>> START

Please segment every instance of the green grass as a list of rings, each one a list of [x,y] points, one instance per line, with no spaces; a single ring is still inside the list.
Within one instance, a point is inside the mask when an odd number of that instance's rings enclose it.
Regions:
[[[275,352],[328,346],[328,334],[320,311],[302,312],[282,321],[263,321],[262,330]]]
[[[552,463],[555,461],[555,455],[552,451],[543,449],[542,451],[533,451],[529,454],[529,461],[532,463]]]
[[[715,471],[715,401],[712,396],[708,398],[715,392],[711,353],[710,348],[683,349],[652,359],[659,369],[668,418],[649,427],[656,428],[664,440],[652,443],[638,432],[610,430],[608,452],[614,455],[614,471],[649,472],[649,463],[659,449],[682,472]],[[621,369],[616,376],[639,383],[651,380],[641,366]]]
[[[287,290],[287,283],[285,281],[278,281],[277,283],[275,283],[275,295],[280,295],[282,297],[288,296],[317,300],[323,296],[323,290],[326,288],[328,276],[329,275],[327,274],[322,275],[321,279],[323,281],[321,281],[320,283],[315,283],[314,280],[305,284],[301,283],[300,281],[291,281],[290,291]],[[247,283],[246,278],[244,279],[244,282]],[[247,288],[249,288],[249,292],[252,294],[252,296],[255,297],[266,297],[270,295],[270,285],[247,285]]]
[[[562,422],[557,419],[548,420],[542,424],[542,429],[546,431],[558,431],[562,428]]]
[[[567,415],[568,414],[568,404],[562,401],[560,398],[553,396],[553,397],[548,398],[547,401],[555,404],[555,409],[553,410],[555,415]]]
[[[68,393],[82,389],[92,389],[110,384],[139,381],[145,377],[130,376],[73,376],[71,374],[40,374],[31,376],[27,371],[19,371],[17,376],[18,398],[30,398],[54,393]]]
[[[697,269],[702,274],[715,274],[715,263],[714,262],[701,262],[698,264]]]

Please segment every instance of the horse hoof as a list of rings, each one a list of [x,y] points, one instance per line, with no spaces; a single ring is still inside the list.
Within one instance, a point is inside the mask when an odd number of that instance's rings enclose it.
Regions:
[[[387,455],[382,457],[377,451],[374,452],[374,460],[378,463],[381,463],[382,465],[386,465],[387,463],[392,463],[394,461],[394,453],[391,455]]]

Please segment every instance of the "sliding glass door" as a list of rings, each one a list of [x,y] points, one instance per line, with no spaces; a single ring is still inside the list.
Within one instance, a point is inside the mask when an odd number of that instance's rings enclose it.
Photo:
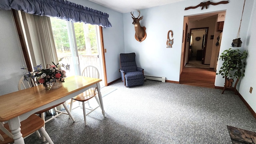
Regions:
[[[56,50],[60,62],[70,64],[68,76],[80,75],[87,66],[96,66],[103,74],[101,40],[98,36],[98,26],[83,23],[72,23],[55,18],[51,18],[51,23]],[[100,74],[104,81],[104,74]],[[101,82],[104,86],[104,82]]]

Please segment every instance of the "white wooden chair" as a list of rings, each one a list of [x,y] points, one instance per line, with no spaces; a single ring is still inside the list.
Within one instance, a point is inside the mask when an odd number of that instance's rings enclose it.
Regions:
[[[96,67],[92,66],[88,66],[86,67],[83,70],[81,76],[97,78],[100,78],[100,74],[98,70]],[[88,100],[93,97],[95,98],[98,106],[93,108],[90,106]],[[99,107],[101,108],[98,98],[97,96],[97,90],[96,88],[91,88],[82,93],[72,98],[70,102],[70,112],[72,110],[80,107],[79,106],[74,108],[73,109],[72,108],[72,107],[73,106],[73,102],[74,102],[74,100],[75,101],[82,102],[83,111],[84,112],[84,124],[86,126],[87,126],[86,116],[94,111]],[[87,102],[89,108],[85,107],[85,103],[86,102]],[[86,112],[86,109],[89,110],[89,112],[87,114]]]
[[[40,130],[49,143],[53,144],[52,139],[44,128],[44,122],[40,117],[33,114],[20,122],[20,132],[22,137],[26,138],[35,132]],[[13,135],[11,133],[8,123],[0,122],[0,144],[9,144],[14,142]]]
[[[30,78],[29,79],[29,80],[28,80],[27,81],[26,80],[24,80],[24,76],[22,76],[20,78],[20,80],[19,81],[19,82],[18,83],[18,90],[20,90],[26,88],[31,88],[32,86],[35,86],[36,85],[36,84],[35,83],[35,81],[34,80],[33,80],[32,78]],[[62,111],[60,111],[57,110],[56,107],[62,104],[65,108],[65,109],[67,111],[67,112],[62,112]],[[54,110],[54,111],[55,112],[55,114],[56,114],[55,115],[52,116],[51,118],[48,119],[47,120],[45,120],[44,112],[48,111],[48,110],[50,110],[51,109],[52,109],[53,108]],[[71,113],[69,111],[69,110],[67,107],[65,102],[62,102],[60,104],[56,104],[56,105],[54,105],[50,108],[46,108],[39,112],[36,112],[35,114],[40,115],[40,116],[41,118],[44,120],[44,123],[46,123],[49,122],[49,121],[52,120],[55,118],[56,118],[56,117],[62,114],[69,115],[70,117],[72,119],[72,120],[73,120],[74,122],[75,122],[75,119],[73,117],[73,116],[72,116]],[[45,129],[45,125],[44,126],[44,128]],[[45,139],[44,138],[43,138],[43,140],[44,142],[45,141]]]

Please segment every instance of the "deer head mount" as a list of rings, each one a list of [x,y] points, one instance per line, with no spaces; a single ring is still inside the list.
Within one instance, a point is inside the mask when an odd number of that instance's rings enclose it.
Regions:
[[[140,15],[140,11],[139,10],[137,10],[137,11],[139,12],[139,16],[137,18],[133,16],[133,12],[132,13],[132,12],[131,12],[131,14],[132,15],[132,18],[133,20],[132,24],[134,25],[135,30],[135,39],[138,42],[141,42],[145,40],[147,34],[146,33],[146,28],[145,26],[141,27],[140,23],[140,21],[143,18],[143,16],[142,16],[139,18]]]

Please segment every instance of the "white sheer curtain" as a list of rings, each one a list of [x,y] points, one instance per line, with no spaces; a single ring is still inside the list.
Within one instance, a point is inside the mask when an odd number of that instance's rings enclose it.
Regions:
[[[46,68],[47,64],[52,65],[52,62],[58,63],[50,18],[24,12],[22,12],[21,15],[32,67],[41,64]],[[62,104],[56,108],[59,110],[64,109]]]
[[[24,15],[25,17],[22,16],[22,18],[27,23],[28,31],[26,32],[26,35],[32,66],[42,64],[46,68],[47,64],[52,64],[52,62],[58,63],[50,18],[26,13]]]

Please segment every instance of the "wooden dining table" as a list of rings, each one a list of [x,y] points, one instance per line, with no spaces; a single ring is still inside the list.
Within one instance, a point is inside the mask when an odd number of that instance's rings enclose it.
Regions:
[[[46,90],[42,85],[0,96],[0,122],[8,121],[15,144],[24,144],[20,122],[32,114],[67,100],[89,88],[96,88],[105,117],[98,78],[75,76],[66,78],[63,86]]]

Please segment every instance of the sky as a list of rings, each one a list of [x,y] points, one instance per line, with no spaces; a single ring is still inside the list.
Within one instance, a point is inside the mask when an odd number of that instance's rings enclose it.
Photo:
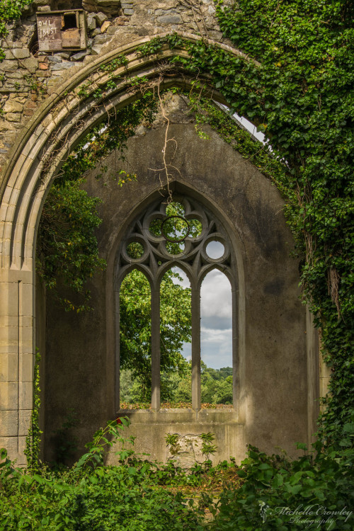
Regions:
[[[186,275],[178,268],[173,268],[177,270],[183,278],[182,285],[189,287]],[[217,269],[208,273],[202,282],[200,314],[202,360],[213,369],[232,367],[231,285],[224,273]],[[190,359],[190,343],[185,343],[182,353],[186,359]]]

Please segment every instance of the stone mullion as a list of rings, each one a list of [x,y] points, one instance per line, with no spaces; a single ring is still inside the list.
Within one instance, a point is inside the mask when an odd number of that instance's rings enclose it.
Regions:
[[[200,287],[192,286],[192,407],[200,409]]]
[[[236,307],[238,294],[232,285],[232,404],[234,409],[238,408],[239,377],[239,356],[238,356],[238,323],[236,319]]]
[[[120,409],[120,292],[115,292],[115,412],[117,413]]]
[[[160,409],[160,288],[152,289],[152,409]]]

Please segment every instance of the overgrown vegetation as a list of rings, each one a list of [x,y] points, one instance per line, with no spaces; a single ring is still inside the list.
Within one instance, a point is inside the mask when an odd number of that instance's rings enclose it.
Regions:
[[[251,447],[239,472],[244,476],[241,488],[223,491],[219,503],[207,498],[215,519],[207,524],[180,494],[156,488],[178,476],[173,465],[162,469],[135,462],[124,450],[119,467],[102,467],[100,441],[105,437],[110,442],[102,430],[88,452],[60,474],[43,468],[30,476],[4,460],[2,529],[353,528],[354,7],[347,0],[239,0],[232,8],[222,8],[219,4],[217,16],[224,35],[260,65],[203,41],[182,42],[176,35],[145,45],[141,53],[156,52],[164,42],[185,45],[190,57],[172,59],[174,67],[182,66],[206,84],[212,79],[232,112],[259,124],[270,139],[273,156],[265,149],[257,154],[259,148],[231,120],[209,103],[195,101],[200,122],[251,156],[287,199],[289,224],[303,258],[304,296],[332,369],[316,453],[292,462]],[[203,79],[203,74],[209,77]],[[132,130],[131,109],[121,111],[125,138]],[[118,144],[108,143],[107,152],[100,147],[96,153],[84,145],[68,161],[77,170],[73,177],[81,177]],[[6,458],[4,452],[1,457]],[[198,476],[181,475],[186,482]],[[299,507],[303,510],[295,513]]]
[[[161,372],[161,408],[192,407],[192,365],[180,360],[183,370]],[[232,367],[212,369],[201,360],[200,371],[202,409],[219,408],[232,404]],[[150,407],[150,397],[144,400],[144,387],[139,376],[133,377],[129,369],[120,375],[120,401],[122,408],[144,409]]]
[[[108,119],[94,127],[68,156],[50,188],[40,218],[36,270],[67,310],[79,312],[90,309],[91,294],[86,282],[105,266],[105,260],[98,256],[95,235],[101,222],[96,212],[101,200],[90,197],[82,189],[85,173],[98,167],[98,178],[105,173],[118,186],[134,178],[125,173],[108,171],[103,161],[115,149],[124,158],[126,140],[138,124],[151,122],[155,109],[156,101],[150,93],[145,94],[118,111],[115,120]],[[62,296],[58,281],[69,288],[67,295]]]
[[[240,0],[232,8],[218,4],[217,14],[249,60],[176,35],[140,52],[186,47],[190,57],[171,58],[173,66],[198,76],[200,87],[217,88],[230,113],[258,125],[281,162],[275,183],[287,200],[304,298],[332,370],[319,435],[324,445],[338,445],[353,411],[354,7],[347,0]],[[243,147],[245,156],[249,145]]]

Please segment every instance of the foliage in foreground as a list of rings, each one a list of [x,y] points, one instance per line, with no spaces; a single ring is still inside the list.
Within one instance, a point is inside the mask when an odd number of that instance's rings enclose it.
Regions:
[[[120,422],[98,430],[72,468],[16,469],[1,450],[0,531],[353,529],[354,423],[344,426],[343,444],[351,446],[343,450],[292,462],[250,447],[239,468],[232,459],[185,471],[127,449],[134,441],[120,430],[129,421]],[[121,445],[119,465],[103,466],[114,442]]]
[[[28,474],[14,468],[2,450],[0,530],[202,530],[198,511],[181,493],[171,493],[149,479],[149,463],[132,458],[127,463],[131,450],[120,450],[119,466],[103,467],[105,445],[113,444],[111,438],[124,443],[119,431],[127,422],[122,423],[113,421],[99,430],[86,445],[87,453],[71,469],[38,466]]]
[[[343,438],[354,436],[346,424]],[[353,443],[353,438],[351,438]],[[298,445],[304,448],[304,445]],[[352,530],[354,525],[354,449],[329,448],[316,457],[288,461],[250,447],[239,471],[245,481],[225,489],[211,528],[217,531]]]

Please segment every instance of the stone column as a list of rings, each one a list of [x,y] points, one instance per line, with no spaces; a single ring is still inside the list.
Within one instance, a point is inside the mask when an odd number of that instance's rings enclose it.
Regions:
[[[192,286],[192,407],[200,409],[200,290]]]
[[[152,290],[152,409],[160,409],[160,288]]]
[[[32,272],[0,269],[0,447],[18,465],[33,407],[33,330]]]

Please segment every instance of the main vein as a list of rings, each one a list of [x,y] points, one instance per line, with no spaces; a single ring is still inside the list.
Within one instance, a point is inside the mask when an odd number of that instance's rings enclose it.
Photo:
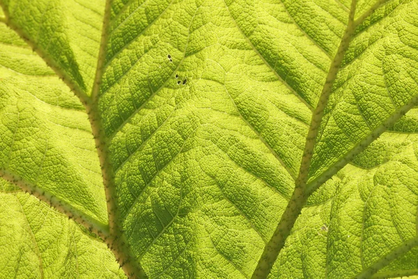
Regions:
[[[347,28],[341,39],[336,54],[331,63],[318,105],[312,114],[299,175],[295,181],[295,190],[272,238],[263,251],[261,257],[252,275],[252,279],[266,278],[270,274],[271,269],[279,255],[279,252],[284,246],[284,242],[307,199],[308,196],[305,193],[305,187],[308,180],[314,148],[316,143],[316,137],[324,114],[324,110],[332,91],[332,86],[355,30],[354,15],[356,3],[357,0],[353,0],[351,2]]]

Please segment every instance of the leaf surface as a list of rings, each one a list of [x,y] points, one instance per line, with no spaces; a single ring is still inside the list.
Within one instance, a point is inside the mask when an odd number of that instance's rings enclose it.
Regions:
[[[0,278],[125,278],[106,246],[79,226],[1,179]]]
[[[383,268],[416,237],[417,1],[359,0],[345,53],[349,1],[115,0],[104,19],[102,1],[27,2],[1,1],[9,25],[82,100],[97,89],[123,236],[150,278],[251,277],[292,195],[312,119],[320,126],[307,187],[325,184],[272,277],[350,278]],[[34,55],[16,63],[23,45],[0,54],[2,88],[13,86],[0,95],[13,116],[1,118],[4,172],[106,224],[83,107]],[[22,110],[33,112],[21,121]],[[68,149],[73,140],[85,151]],[[416,252],[381,272],[417,269]]]

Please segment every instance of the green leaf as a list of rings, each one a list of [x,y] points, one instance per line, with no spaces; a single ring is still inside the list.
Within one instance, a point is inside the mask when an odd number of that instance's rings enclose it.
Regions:
[[[1,175],[105,227],[104,191],[83,106],[14,32],[0,29]]]
[[[418,1],[0,1],[0,175],[131,277],[416,274]]]
[[[123,278],[100,239],[0,181],[1,278]]]

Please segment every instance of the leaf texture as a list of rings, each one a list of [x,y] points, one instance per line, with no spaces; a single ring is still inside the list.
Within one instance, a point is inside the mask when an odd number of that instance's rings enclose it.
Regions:
[[[87,234],[33,196],[0,181],[0,278],[125,278],[106,246]]]
[[[250,278],[311,119],[314,193],[270,277],[418,270],[402,248],[417,238],[417,1],[357,1],[345,53],[348,0],[114,0],[104,18],[104,1],[0,3],[55,72],[2,26],[3,172],[105,227],[91,130],[56,75],[97,101],[121,236],[150,278]]]

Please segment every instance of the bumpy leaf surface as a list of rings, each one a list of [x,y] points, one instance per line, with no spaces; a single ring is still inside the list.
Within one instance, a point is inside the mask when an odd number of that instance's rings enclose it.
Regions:
[[[100,239],[0,181],[0,278],[124,278]]]
[[[250,278],[334,71],[307,187],[325,184],[270,278],[418,273],[417,1],[109,3],[106,13],[104,1],[0,1],[41,56],[0,25],[2,176],[105,229],[91,130],[70,90],[94,98],[136,262],[151,278]]]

>> END

### WORK TO DO
Quote, without alteration, the final stretch of the entries: the line with "Please segment every instance of the leaf texture" onward to the last line.

### ANSWER TO THE PROBLEM
Please segment every instance of the leaf texture as a list of rings, each one a list of [x,y] points, one instance per line, with no spaces; a single ring is still inside the list.
Within one instance, a point is inside the mask when an odd number of that instance's rings enclose it.
Regions:
[[[87,234],[33,196],[0,181],[0,278],[125,278],[106,246]]]
[[[250,278],[311,119],[314,193],[270,277],[418,270],[402,248],[417,238],[417,1],[357,1],[345,53],[348,0],[114,0],[104,18],[104,1],[0,3],[55,72],[2,26],[3,172],[105,227],[91,130],[56,75],[97,101],[121,236],[150,278]]]

Please segment every instance of the bumpy leaf surface as a list of rings, each one a list of [x,y] points, one instance per line, with no spaces; a single ring is still inside the list.
Within one instance, a point is inside the mask when an odd number of that instance's rings enclose it.
Regions:
[[[100,239],[0,181],[0,278],[124,278]]]
[[[250,278],[334,71],[307,187],[325,184],[270,278],[418,273],[417,1],[109,3],[106,13],[104,1],[0,1],[41,56],[0,25],[2,176],[105,229],[91,130],[70,90],[94,98],[136,262],[151,278]]]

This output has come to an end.